YOUR TASK:
Can you lay out the lines from the one containing "</instance>" through the one containing "box: [406, 376, 618, 510]", inclusive, as a JSON list of strings with one string per line and blank lines omitted?

RECORDED INFORMATION:
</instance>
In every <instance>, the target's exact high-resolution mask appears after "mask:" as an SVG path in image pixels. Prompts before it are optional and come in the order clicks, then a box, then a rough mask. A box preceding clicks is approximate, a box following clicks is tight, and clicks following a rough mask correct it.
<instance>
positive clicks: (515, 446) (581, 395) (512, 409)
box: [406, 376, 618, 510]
...
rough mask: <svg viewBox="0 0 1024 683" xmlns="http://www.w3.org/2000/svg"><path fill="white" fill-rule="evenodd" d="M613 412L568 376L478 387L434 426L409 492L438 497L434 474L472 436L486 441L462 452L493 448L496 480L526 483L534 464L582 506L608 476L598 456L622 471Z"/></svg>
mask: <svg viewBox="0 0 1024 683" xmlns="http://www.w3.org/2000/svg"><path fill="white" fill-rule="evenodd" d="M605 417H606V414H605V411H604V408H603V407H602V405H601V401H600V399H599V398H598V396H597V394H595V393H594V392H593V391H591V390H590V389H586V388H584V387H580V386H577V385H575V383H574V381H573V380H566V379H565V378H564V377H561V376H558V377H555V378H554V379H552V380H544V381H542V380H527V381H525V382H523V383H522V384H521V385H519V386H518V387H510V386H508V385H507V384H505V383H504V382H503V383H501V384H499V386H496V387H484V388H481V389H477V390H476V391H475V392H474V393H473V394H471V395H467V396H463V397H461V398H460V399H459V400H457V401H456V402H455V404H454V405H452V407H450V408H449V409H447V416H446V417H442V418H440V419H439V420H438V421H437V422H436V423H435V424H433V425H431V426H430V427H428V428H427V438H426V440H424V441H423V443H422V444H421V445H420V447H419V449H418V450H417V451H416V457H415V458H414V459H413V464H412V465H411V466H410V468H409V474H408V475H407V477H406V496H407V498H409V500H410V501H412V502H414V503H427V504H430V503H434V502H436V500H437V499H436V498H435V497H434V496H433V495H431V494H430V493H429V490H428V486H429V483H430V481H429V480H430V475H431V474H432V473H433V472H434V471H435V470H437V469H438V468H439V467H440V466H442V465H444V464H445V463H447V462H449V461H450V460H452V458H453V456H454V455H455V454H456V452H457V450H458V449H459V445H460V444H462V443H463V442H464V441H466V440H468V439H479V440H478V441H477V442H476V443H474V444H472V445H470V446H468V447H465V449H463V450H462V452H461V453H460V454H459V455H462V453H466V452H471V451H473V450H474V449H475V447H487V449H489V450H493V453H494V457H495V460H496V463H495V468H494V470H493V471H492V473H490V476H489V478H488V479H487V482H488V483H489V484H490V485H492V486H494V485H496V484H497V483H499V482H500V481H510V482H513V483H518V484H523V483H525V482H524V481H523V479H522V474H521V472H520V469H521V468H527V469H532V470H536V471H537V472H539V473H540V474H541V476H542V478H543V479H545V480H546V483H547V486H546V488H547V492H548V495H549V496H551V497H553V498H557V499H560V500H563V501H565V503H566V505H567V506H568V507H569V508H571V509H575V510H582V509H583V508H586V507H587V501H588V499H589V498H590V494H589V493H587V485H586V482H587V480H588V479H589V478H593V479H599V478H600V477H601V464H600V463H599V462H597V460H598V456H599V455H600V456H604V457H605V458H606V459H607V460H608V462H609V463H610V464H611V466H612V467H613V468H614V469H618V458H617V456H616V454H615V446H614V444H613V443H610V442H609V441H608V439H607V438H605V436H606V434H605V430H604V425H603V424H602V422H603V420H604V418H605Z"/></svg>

ANSWER TO THIS EXERCISE:
[
  "</instance>",
  "In every <instance>, the target's exact high-resolution mask appears after \"mask:\" as an SVG path in image pixels. Prompts before it are optional and come in the order clicks, then a box, then a rough mask. A box preceding clicks is approximate, a box following clicks is tight, and clicks following a rough mask correct it.",
  "<instance>",
  "positive clicks: (515, 446) (581, 395) (512, 409)",
  "box: [406, 376, 618, 510]"
]